▶ What you have to do:
Please copy each of the items below word for word, but leave the pictures out of your answer.

▶ The data:
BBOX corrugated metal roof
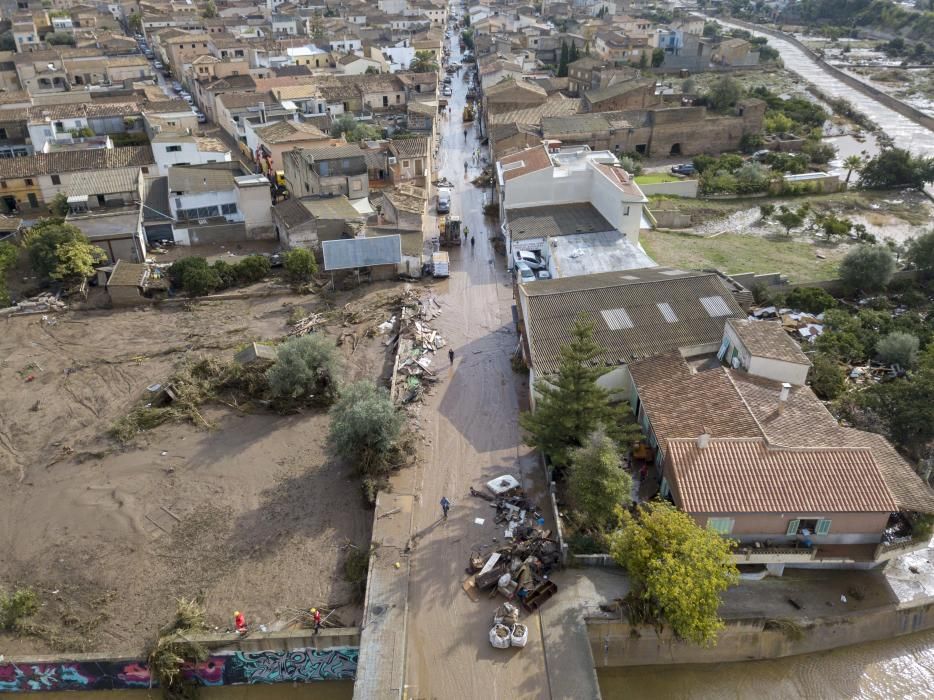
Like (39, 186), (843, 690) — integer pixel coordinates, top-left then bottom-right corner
(520, 267), (744, 374)
(668, 438), (897, 514)
(321, 235), (402, 270)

▶ Expected output:
BBOX corrugated metal roof
Like (39, 186), (843, 690) — integer pixel coordinates, top-left then bottom-right corner
(520, 267), (744, 374)
(668, 438), (897, 514)
(321, 235), (402, 270)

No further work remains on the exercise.